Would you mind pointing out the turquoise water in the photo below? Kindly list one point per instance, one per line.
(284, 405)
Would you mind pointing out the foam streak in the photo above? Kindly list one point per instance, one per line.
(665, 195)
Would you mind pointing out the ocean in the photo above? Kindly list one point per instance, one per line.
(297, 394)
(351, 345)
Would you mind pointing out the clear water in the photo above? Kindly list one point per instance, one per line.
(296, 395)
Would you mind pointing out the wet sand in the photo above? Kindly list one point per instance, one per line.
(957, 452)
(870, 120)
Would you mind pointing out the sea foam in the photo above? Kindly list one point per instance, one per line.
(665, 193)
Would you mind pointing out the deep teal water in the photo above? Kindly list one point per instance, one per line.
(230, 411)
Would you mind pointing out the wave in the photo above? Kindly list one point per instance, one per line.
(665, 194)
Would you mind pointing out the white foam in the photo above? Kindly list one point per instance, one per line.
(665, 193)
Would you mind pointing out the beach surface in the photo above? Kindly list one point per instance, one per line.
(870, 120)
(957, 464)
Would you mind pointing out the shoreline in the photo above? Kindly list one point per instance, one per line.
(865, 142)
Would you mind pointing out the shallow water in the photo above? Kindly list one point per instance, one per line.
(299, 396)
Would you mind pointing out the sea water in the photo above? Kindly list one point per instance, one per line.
---
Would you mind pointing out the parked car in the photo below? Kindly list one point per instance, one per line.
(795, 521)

-- About this task --
Working from the data above, extract solely the lines from the one containing "Would you mind pointing out the sea foam" through the one containing "Would you mind pointing out the sea water", exactly as they appear, both included.

-- Expected answer --
Would you mind pointing out the sea foam in the photo above? Kindly list one point per instance, one per line.
(665, 193)
Would you mind pointing out the deep teal water in the photo above? Kindly list one point per instance, one per line.
(230, 411)
Would you mind pointing out the wave in the photo above? Kindly list one point per instance, one per line.
(665, 194)
Would you mind pointing out the white foam in the photo above? Kindly list one point per instance, one per line.
(665, 193)
Would you mind pointing out the beach surface in the photo above? Kindly list one point per instance, one per line.
(870, 120)
(957, 464)
Would you mind pointing out the shoreline in the photo above? Kindly list one point per instance, one per line.
(865, 142)
Would you mind pointing out the shallow water in the photo above? Kindly list one point per instance, one per line.
(299, 396)
Would you mind pointing out the sea water in the photo above? Kindly list one point per instance, one per line.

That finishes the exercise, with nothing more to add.